- [Activity]: Write out once more the lines running from the top of the entries below to the line with "box: [115, 66, 255, 367]", both ends included.

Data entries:
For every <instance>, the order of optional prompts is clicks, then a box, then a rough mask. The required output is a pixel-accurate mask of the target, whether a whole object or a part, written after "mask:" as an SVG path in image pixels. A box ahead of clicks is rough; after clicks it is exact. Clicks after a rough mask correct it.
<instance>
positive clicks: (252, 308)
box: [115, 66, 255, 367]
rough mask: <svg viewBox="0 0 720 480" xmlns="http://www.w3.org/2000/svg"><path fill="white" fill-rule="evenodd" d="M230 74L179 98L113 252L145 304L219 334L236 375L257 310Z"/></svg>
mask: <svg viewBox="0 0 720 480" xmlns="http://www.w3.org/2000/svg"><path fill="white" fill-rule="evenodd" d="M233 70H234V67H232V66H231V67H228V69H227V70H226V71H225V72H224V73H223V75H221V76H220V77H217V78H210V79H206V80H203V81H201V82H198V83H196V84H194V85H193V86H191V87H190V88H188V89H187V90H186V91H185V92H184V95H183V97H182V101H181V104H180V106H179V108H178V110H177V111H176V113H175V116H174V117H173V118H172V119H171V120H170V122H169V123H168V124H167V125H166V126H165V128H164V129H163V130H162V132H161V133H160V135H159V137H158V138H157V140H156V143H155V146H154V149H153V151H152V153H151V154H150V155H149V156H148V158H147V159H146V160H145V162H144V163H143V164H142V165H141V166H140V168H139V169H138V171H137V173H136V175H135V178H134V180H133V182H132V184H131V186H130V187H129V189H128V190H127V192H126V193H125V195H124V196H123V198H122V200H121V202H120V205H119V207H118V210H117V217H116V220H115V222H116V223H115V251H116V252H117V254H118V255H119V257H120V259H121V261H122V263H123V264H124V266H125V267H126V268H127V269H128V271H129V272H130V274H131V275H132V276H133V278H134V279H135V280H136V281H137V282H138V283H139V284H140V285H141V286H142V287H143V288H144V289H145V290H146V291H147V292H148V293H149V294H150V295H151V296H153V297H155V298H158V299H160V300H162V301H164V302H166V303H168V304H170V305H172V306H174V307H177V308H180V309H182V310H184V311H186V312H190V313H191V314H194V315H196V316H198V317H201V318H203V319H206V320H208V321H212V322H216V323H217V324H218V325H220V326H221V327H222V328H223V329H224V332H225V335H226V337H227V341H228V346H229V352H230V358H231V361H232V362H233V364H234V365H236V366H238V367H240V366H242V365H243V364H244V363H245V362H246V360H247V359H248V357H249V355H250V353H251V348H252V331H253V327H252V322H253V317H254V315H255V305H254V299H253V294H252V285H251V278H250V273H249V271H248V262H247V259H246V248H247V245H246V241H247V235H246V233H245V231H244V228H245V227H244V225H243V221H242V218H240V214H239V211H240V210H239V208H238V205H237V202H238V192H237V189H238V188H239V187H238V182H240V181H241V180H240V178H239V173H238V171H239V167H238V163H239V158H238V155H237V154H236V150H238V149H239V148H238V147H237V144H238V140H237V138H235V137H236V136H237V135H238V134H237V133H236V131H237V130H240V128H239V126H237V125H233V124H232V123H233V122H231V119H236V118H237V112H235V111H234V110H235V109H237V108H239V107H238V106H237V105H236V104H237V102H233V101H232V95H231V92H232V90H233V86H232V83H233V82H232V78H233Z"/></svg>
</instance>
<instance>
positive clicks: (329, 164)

- [Response area]:
For every <instance>, the order of optional prompts is clicks, then a box, then a rough mask. The required output is a pixel-accurate mask of the target, whether a whole object or a part, written after "mask:" as an SVG path in image pixels. A box ahead of clicks is rough; after clicks it is exact. Clicks after a rough mask correct it.
<instance>
positive clicks: (252, 308)
box: [115, 66, 255, 367]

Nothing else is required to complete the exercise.